[STATED TASK] Locate each row below that contains the word "orange" and copy those rows in full. Case counts.

[GIVEN DATA]
/---

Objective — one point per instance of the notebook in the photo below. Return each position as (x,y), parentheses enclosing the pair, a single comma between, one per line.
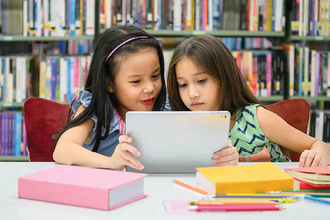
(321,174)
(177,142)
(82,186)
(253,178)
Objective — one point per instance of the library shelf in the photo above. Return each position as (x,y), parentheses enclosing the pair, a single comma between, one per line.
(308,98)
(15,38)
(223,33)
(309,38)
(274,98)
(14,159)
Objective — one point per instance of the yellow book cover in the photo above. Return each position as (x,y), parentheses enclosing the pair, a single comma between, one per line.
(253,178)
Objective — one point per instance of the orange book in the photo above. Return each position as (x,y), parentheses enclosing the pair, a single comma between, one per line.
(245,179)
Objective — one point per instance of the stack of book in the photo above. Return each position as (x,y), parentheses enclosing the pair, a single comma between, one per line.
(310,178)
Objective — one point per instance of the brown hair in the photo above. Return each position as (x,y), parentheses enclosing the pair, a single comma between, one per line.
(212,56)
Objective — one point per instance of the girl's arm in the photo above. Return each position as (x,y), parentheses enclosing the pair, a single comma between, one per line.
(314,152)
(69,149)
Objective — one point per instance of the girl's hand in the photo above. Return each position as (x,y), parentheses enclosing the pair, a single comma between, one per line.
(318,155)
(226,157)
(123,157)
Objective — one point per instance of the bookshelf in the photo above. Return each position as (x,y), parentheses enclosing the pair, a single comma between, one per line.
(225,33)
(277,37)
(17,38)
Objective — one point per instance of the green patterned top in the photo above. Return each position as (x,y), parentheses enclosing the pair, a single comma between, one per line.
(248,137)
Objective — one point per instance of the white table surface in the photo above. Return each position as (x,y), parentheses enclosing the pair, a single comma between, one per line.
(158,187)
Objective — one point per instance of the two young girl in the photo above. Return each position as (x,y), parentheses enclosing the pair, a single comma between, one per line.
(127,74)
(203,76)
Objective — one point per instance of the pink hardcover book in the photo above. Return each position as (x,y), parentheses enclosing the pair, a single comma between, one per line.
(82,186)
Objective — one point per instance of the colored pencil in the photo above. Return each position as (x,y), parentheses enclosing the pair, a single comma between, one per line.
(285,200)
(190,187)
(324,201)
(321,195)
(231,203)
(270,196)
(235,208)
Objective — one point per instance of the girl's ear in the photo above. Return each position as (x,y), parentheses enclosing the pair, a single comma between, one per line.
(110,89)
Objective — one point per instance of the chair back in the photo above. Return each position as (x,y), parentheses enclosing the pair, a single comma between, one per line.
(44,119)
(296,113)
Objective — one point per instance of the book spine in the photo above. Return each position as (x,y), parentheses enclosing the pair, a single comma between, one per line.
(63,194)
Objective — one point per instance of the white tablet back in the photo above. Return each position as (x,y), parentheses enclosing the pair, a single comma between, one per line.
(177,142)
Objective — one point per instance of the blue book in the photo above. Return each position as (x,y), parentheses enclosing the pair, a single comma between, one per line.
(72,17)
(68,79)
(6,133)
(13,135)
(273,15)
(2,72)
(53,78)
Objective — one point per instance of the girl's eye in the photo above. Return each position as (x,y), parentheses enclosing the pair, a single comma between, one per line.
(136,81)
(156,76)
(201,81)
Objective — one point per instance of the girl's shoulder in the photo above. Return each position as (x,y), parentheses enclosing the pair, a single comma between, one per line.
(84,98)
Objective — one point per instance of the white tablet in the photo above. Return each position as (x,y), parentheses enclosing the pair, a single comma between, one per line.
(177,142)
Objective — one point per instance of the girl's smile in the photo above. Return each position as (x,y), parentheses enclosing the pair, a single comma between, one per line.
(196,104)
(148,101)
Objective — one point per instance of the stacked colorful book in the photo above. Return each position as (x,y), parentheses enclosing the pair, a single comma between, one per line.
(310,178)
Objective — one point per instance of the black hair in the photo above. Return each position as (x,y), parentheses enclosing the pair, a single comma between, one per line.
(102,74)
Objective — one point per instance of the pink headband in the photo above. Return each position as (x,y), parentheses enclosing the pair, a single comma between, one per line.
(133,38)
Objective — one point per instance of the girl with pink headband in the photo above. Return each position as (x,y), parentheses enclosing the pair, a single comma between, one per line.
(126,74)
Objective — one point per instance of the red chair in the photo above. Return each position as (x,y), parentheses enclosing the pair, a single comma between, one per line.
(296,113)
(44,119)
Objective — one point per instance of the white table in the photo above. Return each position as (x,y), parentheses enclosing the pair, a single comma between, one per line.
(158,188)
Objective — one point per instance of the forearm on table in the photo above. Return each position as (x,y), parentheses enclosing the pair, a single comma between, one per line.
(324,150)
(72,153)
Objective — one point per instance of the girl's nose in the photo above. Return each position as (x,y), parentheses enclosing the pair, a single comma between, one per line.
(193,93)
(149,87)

\---
/---

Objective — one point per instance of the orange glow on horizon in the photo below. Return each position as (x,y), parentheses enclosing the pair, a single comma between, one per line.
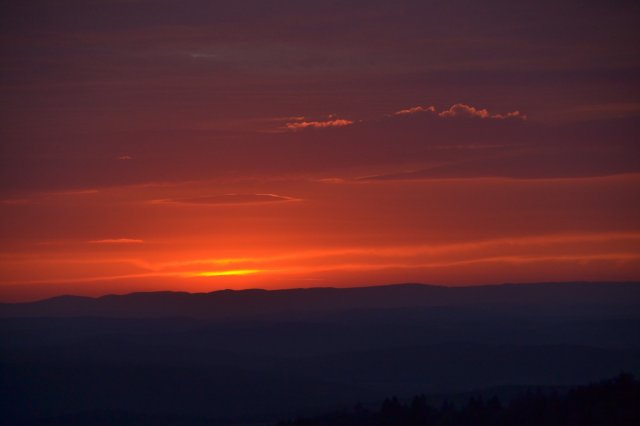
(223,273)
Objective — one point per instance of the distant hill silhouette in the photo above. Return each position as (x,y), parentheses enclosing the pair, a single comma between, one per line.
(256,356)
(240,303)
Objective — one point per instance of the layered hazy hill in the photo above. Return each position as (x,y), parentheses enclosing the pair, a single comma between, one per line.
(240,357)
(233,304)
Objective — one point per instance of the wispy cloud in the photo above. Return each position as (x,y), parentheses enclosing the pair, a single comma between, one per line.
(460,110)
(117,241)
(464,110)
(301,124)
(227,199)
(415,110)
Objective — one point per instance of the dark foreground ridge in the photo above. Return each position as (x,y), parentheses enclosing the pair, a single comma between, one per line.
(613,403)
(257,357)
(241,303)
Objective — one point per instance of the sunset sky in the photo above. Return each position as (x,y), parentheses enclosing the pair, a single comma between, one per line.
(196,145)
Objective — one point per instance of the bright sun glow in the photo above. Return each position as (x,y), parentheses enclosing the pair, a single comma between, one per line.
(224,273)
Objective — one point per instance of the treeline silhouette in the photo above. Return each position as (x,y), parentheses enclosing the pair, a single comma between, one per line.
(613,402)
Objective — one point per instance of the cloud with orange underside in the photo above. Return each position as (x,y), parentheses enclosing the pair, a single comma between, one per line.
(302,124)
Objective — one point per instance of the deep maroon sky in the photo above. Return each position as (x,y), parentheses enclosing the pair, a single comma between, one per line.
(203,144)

\---

[EXPECTED ANSWER]
Objective — one point per instance of the orange book in the photo above. Return each position as (x,y), parentheses enclosing the pair, a single comma between, one per line.
Objective — one point per instance of the orange glow on horizon in the photo below. Return each position as (x,y), parentheses enclosing the pair, a single comma between, one per line.
Objective — one point per instance of the cloud with orange underside in the photo above. Return each position as (x,y), parentheses enclosing the pair, a single comma between, one per line.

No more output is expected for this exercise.